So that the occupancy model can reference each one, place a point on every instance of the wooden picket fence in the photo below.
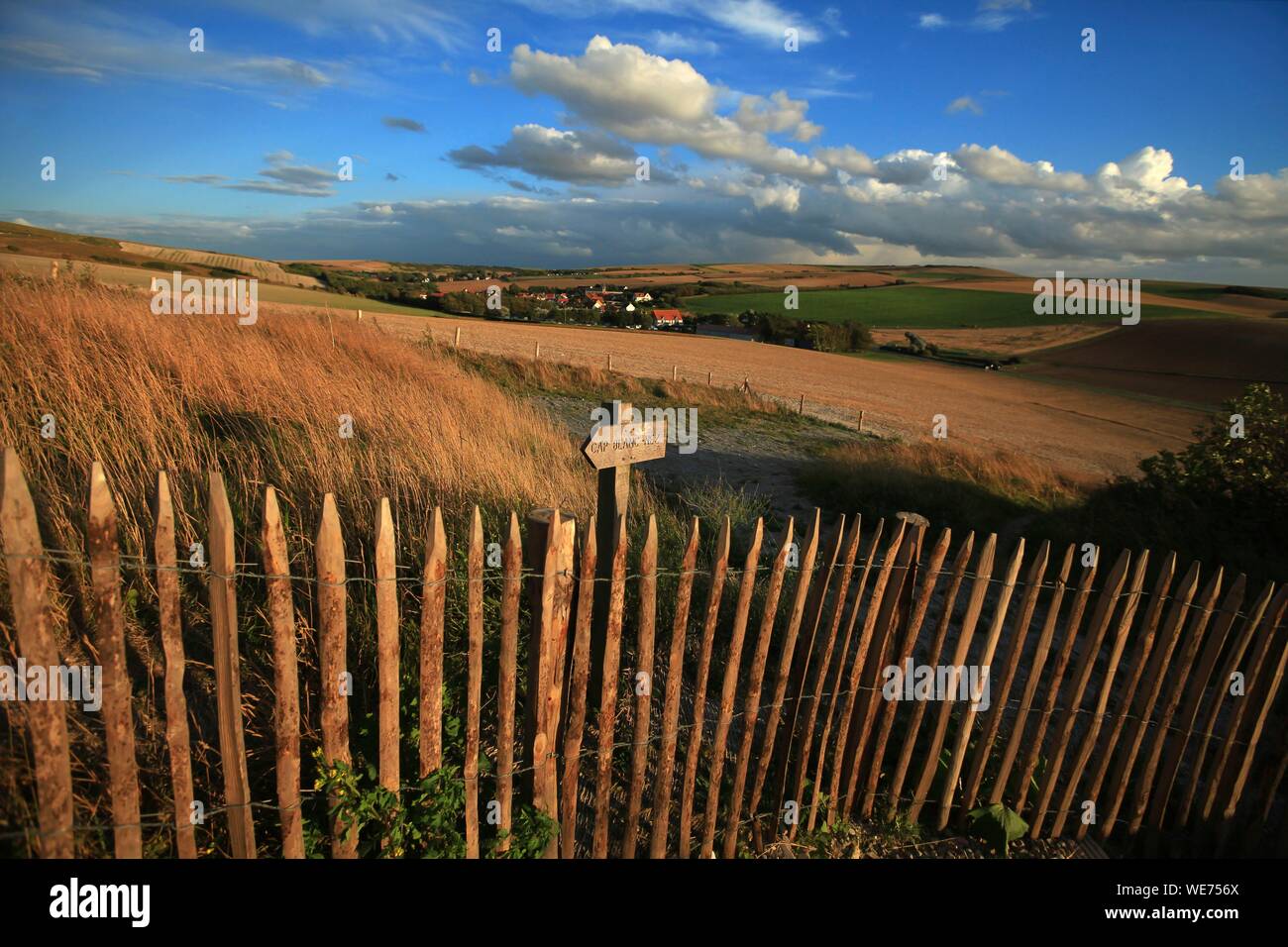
(1115, 697)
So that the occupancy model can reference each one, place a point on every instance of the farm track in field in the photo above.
(1082, 433)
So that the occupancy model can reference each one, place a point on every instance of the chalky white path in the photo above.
(1081, 433)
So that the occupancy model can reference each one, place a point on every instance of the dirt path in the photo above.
(756, 458)
(1080, 432)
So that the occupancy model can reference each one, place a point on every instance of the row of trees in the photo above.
(824, 337)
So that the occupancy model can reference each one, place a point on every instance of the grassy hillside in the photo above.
(911, 307)
(263, 403)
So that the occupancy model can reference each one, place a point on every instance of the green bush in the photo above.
(1223, 500)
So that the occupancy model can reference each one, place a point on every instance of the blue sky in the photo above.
(1050, 157)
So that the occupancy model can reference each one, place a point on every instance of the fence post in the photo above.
(1010, 664)
(578, 689)
(433, 599)
(912, 630)
(1240, 644)
(728, 690)
(613, 488)
(1180, 674)
(671, 701)
(286, 680)
(1061, 664)
(104, 556)
(804, 581)
(386, 648)
(842, 733)
(333, 643)
(1198, 684)
(1078, 684)
(719, 571)
(47, 720)
(932, 656)
(511, 567)
(550, 560)
(1149, 696)
(1106, 688)
(806, 746)
(643, 694)
(608, 694)
(171, 643)
(475, 685)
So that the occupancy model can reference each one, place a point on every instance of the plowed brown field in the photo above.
(1082, 433)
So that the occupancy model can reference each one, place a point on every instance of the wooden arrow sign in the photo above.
(617, 445)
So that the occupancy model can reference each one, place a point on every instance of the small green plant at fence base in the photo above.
(997, 825)
(426, 822)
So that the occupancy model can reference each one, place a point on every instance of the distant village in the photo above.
(581, 304)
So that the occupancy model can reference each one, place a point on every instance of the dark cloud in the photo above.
(407, 124)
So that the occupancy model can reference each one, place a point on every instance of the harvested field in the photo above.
(918, 307)
(1078, 432)
(1197, 361)
(1004, 342)
(261, 269)
(1225, 303)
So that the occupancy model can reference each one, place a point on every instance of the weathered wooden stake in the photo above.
(386, 647)
(671, 702)
(333, 647)
(719, 571)
(433, 598)
(643, 682)
(171, 643)
(511, 567)
(47, 720)
(580, 676)
(729, 688)
(286, 680)
(475, 685)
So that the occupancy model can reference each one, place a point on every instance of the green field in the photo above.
(913, 307)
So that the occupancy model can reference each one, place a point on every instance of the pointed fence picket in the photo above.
(1154, 710)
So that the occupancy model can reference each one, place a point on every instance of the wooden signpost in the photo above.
(610, 449)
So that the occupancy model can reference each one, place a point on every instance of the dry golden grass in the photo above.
(262, 402)
(949, 482)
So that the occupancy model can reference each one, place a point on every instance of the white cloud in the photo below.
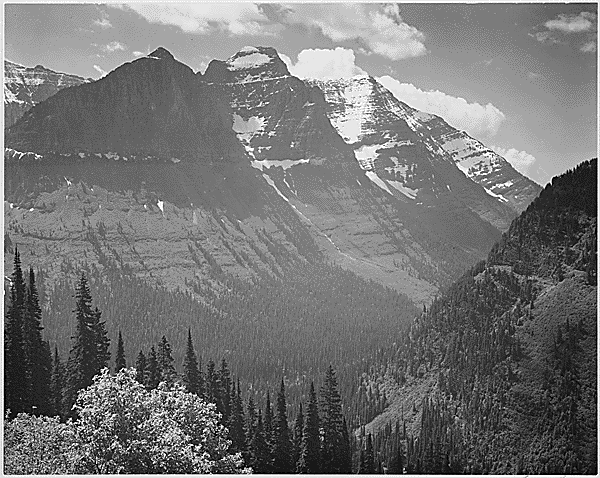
(572, 23)
(103, 23)
(111, 47)
(380, 29)
(477, 120)
(235, 18)
(99, 70)
(520, 160)
(589, 47)
(324, 64)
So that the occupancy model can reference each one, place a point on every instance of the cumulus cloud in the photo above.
(235, 18)
(477, 120)
(380, 29)
(572, 23)
(522, 161)
(580, 29)
(324, 64)
(111, 47)
(99, 70)
(589, 47)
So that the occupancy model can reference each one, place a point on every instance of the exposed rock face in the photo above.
(182, 177)
(404, 152)
(151, 106)
(479, 163)
(25, 87)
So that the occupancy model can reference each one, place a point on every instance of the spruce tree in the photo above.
(152, 377)
(332, 449)
(166, 369)
(259, 449)
(37, 359)
(120, 362)
(224, 391)
(236, 425)
(282, 443)
(310, 453)
(57, 383)
(90, 350)
(297, 441)
(140, 368)
(15, 371)
(369, 457)
(192, 378)
(211, 382)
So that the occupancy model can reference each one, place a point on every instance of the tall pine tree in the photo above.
(192, 377)
(120, 362)
(15, 371)
(140, 368)
(332, 449)
(310, 452)
(90, 350)
(38, 360)
(166, 367)
(282, 444)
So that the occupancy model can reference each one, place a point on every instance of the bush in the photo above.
(123, 428)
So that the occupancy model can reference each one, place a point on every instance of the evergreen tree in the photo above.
(237, 431)
(211, 382)
(120, 362)
(224, 391)
(140, 368)
(282, 444)
(152, 371)
(259, 449)
(192, 377)
(332, 449)
(57, 383)
(310, 453)
(166, 369)
(38, 361)
(15, 372)
(90, 350)
(297, 441)
(369, 458)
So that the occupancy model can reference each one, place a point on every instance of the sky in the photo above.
(521, 78)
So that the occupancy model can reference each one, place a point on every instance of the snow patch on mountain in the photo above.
(377, 180)
(408, 192)
(277, 163)
(253, 60)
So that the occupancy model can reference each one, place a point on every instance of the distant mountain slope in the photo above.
(500, 375)
(25, 87)
(173, 148)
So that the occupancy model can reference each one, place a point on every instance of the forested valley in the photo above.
(509, 353)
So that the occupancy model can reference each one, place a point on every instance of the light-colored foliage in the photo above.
(39, 445)
(123, 428)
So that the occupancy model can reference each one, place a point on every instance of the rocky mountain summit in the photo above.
(25, 87)
(183, 179)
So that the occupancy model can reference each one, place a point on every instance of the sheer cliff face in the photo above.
(242, 170)
(421, 156)
(152, 106)
(25, 87)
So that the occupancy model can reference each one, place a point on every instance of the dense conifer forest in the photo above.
(510, 349)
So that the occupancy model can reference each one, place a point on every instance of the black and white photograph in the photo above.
(300, 238)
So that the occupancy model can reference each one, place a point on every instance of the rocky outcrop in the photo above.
(151, 106)
(25, 87)
(241, 171)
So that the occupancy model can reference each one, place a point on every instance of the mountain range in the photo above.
(173, 163)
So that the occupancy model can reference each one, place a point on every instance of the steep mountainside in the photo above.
(172, 163)
(500, 375)
(25, 87)
(414, 153)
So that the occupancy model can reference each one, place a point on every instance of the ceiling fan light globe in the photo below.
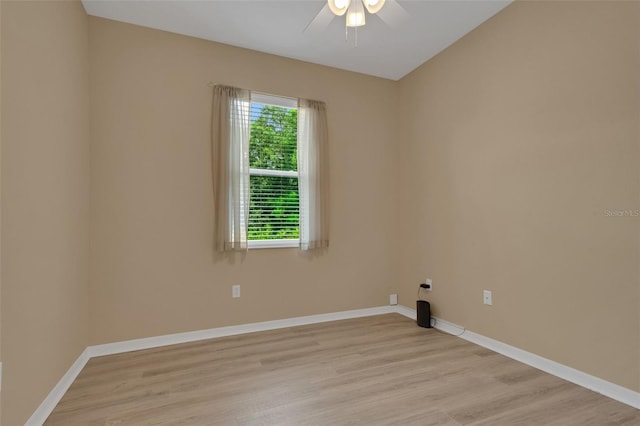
(338, 7)
(373, 6)
(355, 16)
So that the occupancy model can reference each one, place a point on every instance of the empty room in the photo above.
(319, 212)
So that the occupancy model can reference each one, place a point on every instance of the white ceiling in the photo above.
(278, 27)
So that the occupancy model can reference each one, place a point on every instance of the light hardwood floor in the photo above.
(381, 370)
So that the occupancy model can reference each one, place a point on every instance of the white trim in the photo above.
(606, 388)
(46, 407)
(212, 333)
(267, 99)
(611, 390)
(258, 244)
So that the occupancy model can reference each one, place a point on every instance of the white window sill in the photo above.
(260, 244)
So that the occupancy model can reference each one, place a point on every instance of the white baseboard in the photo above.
(212, 333)
(56, 394)
(611, 390)
(603, 387)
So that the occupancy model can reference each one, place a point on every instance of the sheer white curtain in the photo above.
(230, 149)
(313, 174)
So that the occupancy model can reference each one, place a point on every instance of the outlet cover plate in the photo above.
(487, 297)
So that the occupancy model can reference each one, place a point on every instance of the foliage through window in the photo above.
(274, 209)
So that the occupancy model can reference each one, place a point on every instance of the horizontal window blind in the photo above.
(274, 212)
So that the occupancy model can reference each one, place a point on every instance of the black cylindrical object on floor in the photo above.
(424, 313)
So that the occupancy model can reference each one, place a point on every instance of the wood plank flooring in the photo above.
(381, 370)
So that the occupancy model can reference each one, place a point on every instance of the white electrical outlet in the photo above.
(487, 297)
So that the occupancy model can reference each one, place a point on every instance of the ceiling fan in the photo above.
(389, 11)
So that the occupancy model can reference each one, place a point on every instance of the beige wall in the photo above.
(45, 198)
(489, 167)
(153, 269)
(518, 138)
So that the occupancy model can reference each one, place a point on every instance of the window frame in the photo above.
(285, 102)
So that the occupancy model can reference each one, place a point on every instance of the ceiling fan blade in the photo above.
(321, 21)
(393, 14)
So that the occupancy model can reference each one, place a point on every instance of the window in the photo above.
(274, 206)
(270, 171)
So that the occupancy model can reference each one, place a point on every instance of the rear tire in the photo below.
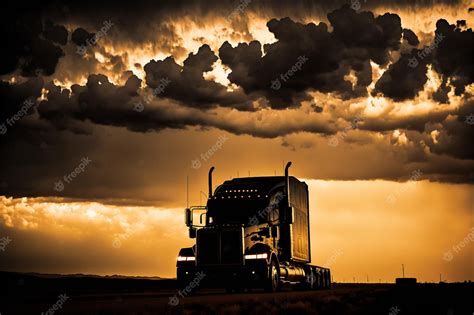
(273, 279)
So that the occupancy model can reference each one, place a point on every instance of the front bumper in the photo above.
(249, 275)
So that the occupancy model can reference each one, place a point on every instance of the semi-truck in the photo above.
(254, 232)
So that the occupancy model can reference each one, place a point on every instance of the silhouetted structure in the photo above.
(255, 234)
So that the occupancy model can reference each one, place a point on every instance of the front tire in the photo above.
(273, 279)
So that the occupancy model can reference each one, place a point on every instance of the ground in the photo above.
(34, 294)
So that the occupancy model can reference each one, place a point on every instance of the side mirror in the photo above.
(289, 215)
(188, 217)
(192, 232)
(264, 232)
(274, 231)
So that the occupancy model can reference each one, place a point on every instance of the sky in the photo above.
(107, 108)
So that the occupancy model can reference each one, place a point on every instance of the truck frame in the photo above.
(256, 234)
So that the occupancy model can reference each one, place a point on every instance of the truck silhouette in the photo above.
(253, 233)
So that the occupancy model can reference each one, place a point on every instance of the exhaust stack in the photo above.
(210, 181)
(287, 180)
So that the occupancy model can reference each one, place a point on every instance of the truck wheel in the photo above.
(273, 279)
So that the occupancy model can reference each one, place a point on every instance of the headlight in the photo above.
(185, 258)
(257, 256)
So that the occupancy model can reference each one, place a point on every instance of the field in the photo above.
(78, 294)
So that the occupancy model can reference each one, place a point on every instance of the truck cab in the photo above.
(253, 232)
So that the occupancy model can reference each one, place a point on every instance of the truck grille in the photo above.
(216, 247)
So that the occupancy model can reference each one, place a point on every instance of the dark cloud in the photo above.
(187, 85)
(14, 96)
(404, 78)
(453, 56)
(410, 37)
(328, 57)
(80, 36)
(29, 45)
(55, 33)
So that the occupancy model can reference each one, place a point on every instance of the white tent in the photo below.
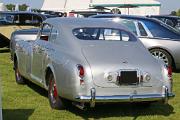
(65, 5)
(2, 7)
(134, 7)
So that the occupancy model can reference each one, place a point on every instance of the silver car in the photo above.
(91, 61)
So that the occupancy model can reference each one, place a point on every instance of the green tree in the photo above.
(178, 12)
(10, 7)
(173, 13)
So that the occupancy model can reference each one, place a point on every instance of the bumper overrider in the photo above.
(165, 96)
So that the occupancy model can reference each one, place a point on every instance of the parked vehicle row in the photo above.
(162, 40)
(89, 61)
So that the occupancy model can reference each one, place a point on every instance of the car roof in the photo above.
(84, 22)
(23, 12)
(132, 17)
(165, 16)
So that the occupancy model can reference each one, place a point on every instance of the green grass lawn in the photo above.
(22, 102)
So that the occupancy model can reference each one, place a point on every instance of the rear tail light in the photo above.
(169, 68)
(71, 14)
(81, 73)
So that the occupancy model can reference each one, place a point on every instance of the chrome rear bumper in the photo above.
(165, 96)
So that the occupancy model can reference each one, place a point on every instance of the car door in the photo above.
(38, 52)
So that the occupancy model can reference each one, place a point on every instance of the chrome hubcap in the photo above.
(160, 55)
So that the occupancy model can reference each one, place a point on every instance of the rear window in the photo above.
(108, 34)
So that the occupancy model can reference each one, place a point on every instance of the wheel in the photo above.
(162, 55)
(18, 77)
(54, 99)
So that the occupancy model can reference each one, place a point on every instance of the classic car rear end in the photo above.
(119, 75)
(91, 61)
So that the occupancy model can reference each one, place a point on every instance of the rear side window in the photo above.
(161, 31)
(108, 34)
(142, 30)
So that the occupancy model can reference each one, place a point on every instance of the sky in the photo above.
(166, 5)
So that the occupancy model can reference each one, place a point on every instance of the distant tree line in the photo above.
(176, 13)
(22, 7)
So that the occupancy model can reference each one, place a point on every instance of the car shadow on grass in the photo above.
(114, 110)
(4, 50)
(124, 110)
(37, 88)
(17, 114)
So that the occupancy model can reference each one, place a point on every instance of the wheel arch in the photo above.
(173, 62)
(49, 70)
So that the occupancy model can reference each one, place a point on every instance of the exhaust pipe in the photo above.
(79, 105)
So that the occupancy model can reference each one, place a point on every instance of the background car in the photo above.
(12, 21)
(89, 61)
(162, 40)
(173, 21)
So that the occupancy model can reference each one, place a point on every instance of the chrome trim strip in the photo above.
(126, 98)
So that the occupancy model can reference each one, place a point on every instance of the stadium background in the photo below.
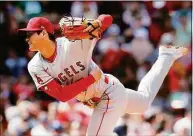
(127, 50)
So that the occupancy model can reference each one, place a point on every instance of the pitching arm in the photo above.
(65, 93)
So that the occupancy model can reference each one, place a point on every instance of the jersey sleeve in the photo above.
(39, 75)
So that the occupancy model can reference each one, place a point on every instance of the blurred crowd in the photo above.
(127, 49)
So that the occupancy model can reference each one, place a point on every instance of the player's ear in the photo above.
(44, 33)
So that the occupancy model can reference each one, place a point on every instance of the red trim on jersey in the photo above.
(106, 21)
(51, 58)
(65, 93)
(103, 115)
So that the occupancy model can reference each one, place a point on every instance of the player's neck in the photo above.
(48, 51)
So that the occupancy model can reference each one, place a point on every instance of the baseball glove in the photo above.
(74, 28)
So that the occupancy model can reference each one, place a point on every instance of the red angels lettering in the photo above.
(74, 70)
(62, 78)
(80, 65)
(67, 71)
(39, 80)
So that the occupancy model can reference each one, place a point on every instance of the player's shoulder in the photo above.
(61, 41)
(35, 63)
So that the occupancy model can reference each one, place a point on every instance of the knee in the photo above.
(145, 104)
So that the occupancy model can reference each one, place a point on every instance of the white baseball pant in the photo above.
(118, 100)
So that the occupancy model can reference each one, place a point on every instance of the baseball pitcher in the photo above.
(63, 68)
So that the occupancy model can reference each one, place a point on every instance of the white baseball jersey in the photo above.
(72, 63)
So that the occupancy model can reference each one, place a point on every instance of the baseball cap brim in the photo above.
(29, 29)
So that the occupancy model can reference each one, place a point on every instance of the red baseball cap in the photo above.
(39, 23)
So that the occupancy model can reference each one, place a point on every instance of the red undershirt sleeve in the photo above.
(65, 93)
(106, 21)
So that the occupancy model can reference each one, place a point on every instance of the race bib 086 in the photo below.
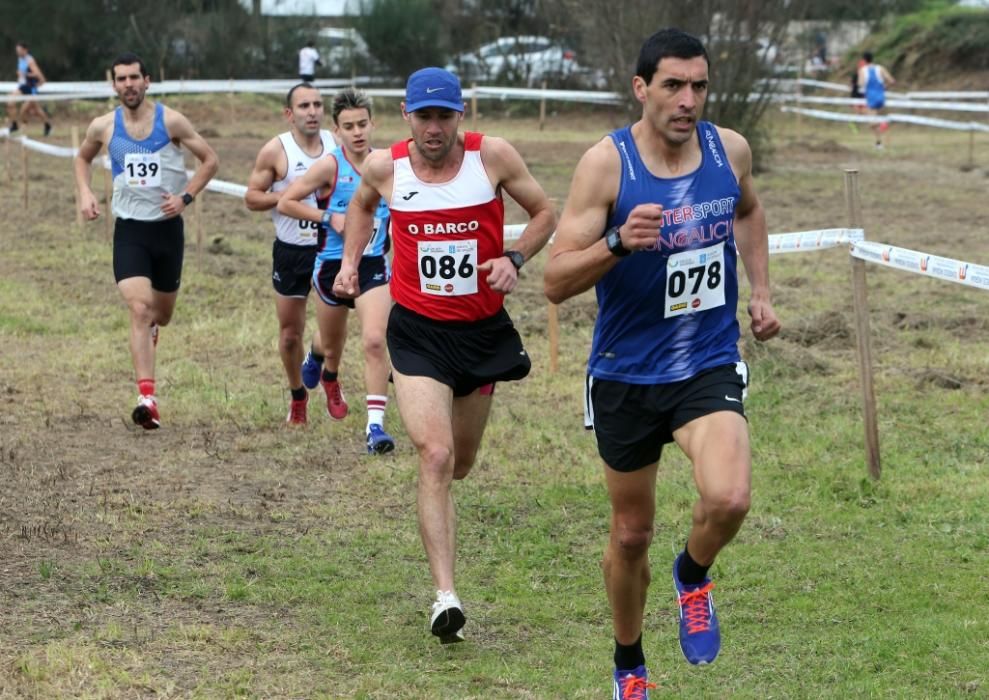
(448, 268)
(695, 280)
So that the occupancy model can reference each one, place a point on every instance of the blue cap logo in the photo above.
(433, 87)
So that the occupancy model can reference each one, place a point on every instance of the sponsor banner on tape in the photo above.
(902, 103)
(878, 119)
(923, 263)
(803, 241)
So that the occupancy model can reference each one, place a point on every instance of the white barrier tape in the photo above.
(948, 95)
(840, 87)
(100, 90)
(923, 263)
(31, 144)
(806, 241)
(878, 119)
(538, 94)
(223, 187)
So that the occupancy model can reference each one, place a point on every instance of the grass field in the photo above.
(227, 556)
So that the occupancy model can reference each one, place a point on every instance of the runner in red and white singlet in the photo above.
(449, 336)
(440, 233)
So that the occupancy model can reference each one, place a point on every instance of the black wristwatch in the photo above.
(613, 238)
(518, 260)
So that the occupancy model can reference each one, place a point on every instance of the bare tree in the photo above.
(741, 39)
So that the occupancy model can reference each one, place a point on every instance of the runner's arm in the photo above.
(359, 222)
(318, 177)
(504, 162)
(35, 70)
(181, 129)
(82, 165)
(518, 182)
(579, 256)
(752, 237)
(258, 196)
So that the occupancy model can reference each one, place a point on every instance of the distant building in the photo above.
(304, 8)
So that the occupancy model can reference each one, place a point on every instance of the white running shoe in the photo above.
(448, 618)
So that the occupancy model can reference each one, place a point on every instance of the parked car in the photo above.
(343, 51)
(724, 49)
(516, 59)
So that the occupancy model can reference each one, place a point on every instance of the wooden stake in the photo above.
(863, 332)
(75, 147)
(800, 92)
(542, 108)
(473, 106)
(553, 330)
(198, 207)
(24, 172)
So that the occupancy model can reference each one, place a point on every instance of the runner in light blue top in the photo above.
(29, 78)
(337, 177)
(876, 79)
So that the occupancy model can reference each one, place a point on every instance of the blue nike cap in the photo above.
(433, 87)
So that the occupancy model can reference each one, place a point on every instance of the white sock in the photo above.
(375, 410)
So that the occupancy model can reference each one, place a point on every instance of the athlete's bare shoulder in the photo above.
(378, 168)
(100, 130)
(738, 150)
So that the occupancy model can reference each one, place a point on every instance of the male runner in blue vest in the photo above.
(151, 189)
(29, 79)
(874, 78)
(657, 214)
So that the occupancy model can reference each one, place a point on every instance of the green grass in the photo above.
(226, 556)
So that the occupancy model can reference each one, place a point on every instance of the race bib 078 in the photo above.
(695, 280)
(448, 268)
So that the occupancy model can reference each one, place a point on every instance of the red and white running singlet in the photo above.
(441, 232)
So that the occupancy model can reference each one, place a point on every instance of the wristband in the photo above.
(613, 239)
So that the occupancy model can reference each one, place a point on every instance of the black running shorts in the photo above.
(464, 355)
(291, 268)
(151, 249)
(371, 272)
(632, 422)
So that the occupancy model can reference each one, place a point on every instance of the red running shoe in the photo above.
(336, 405)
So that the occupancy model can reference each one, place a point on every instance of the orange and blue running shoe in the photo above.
(145, 414)
(700, 634)
(632, 685)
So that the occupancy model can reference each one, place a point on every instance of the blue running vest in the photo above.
(331, 242)
(875, 89)
(667, 313)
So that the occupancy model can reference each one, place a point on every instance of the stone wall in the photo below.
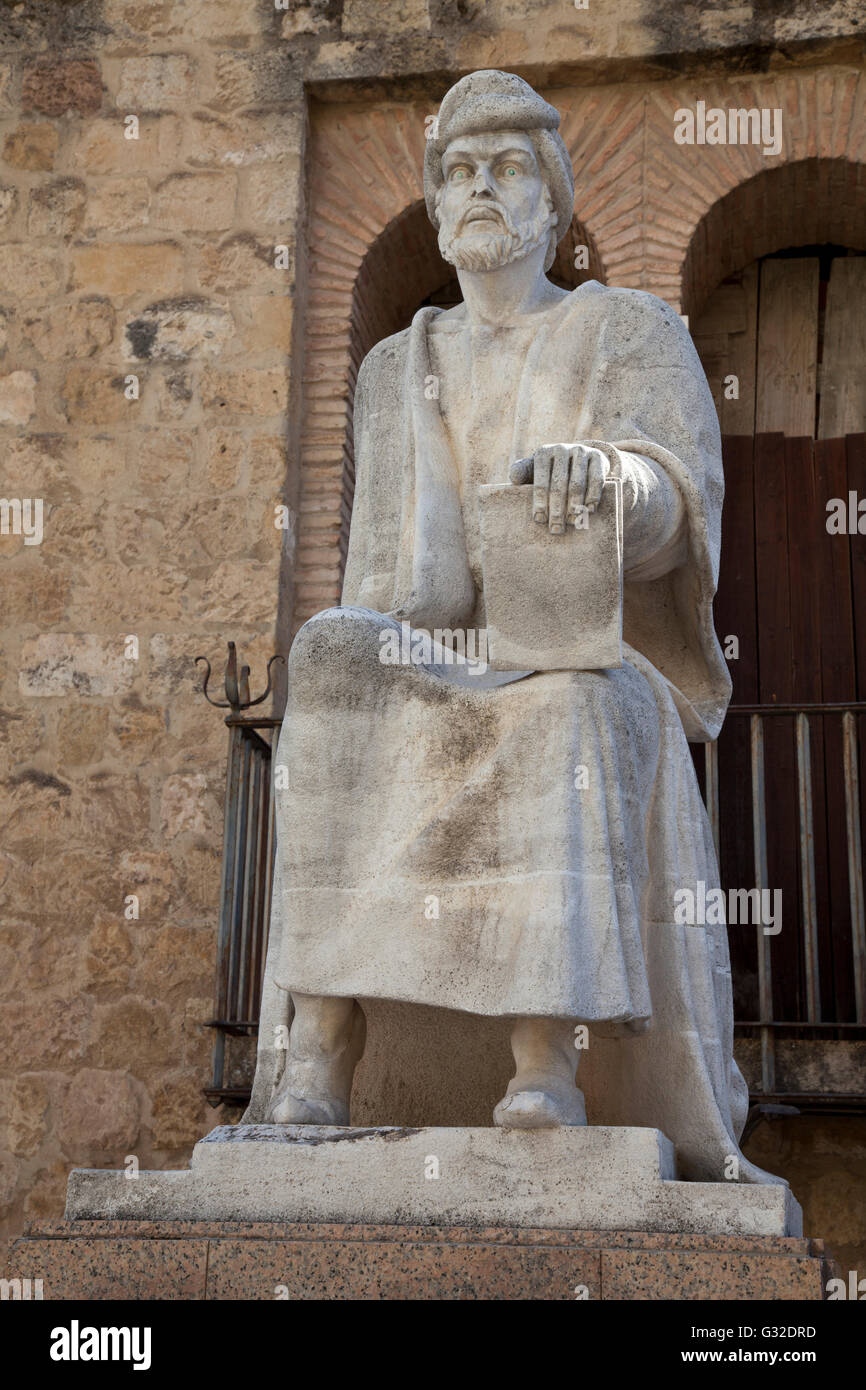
(145, 398)
(154, 184)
■ ■ ■ ■ ■
:: Set exercise ::
Copy the listing from its start down through the line containing "(1115, 697)", with "picket fence" changed to "rail fence" and nothing else altered. Leave the pictures out.

:: Problem solution ::
So that the occupancy model can reference each one, place a point on every instance of the wooden rail fence in the photo below.
(1115, 697)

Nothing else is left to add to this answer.